Opinion
February 8, 1936.
Frank T. Warburton, for the executors.
The personal claim of one of the executors has been satisfactorily proved and is allowed as scheduled. A decree may be submitted settling the account and including such claim as a valid claim against the assets of deceased as such assets are now scheduled.
The form of the account presented in this estate discloses that in addition to paying the personal claim of one of the executors, to whom at the time of his death deceased was indebted on a collateral note, the executors paid similar claims made by three other banks. The testimony elicited upon the hearing established that in each of the instances mentioned the respective bank held deceased's collateral note and that the collateral in each case was taken up by the executors by payment of the debt out of cash funds of the estate. That collateral in each instance is listed at full value in Schedule A of this account as property of the estate and the amounts of the respective debts are listed as debts of the estate. The effect of this method of accounting is to present a basis for charging commissions which requires comment.
Indebtedness of decedents to others than the estate representative may be paid by fiduciaries without previous court scrutiny. In uncontested accountings this makes possible the concealed exaction of commissions not justly due if fiduciaries report their transactions with respect to debts secured by collateral as these fiduciaries have done here. In the case of banks and trust companies this court has felt that it could assume that honesty of accounting would be the standard and not the exception and that such honesty of report would be the willing objective of the fiduciary, not the compelled result of the fear of a check by the court for improper practice. The trust officers of financial institutions authorized to act as fiduciaries are not ignorant of the law governing commissions. They could not be ignorant in view of the importance of the question to them and of the number of decided cases on the subject. When, therefore, there emanates from a corporate fiduciary an accounting which is designed to enable it to obtain commissions to which it is not entitled the facts should be noted and the practice severely condemned. The individual executor is open to criticism here as well as the corporate fiduciary.

LISTED ENTRIES:
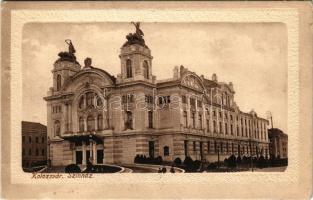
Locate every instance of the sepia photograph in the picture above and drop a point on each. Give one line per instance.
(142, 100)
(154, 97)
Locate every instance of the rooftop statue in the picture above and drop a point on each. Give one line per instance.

==

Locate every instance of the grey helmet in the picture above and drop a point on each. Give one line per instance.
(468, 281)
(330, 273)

--

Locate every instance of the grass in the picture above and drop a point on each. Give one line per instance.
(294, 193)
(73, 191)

EXERCISE DETAILS:
In the court opinion, how many other banks had similar claims that the executors paid, besides the personal claim of one of the executors?

EXERCISE OUTPUT:
Three other banks.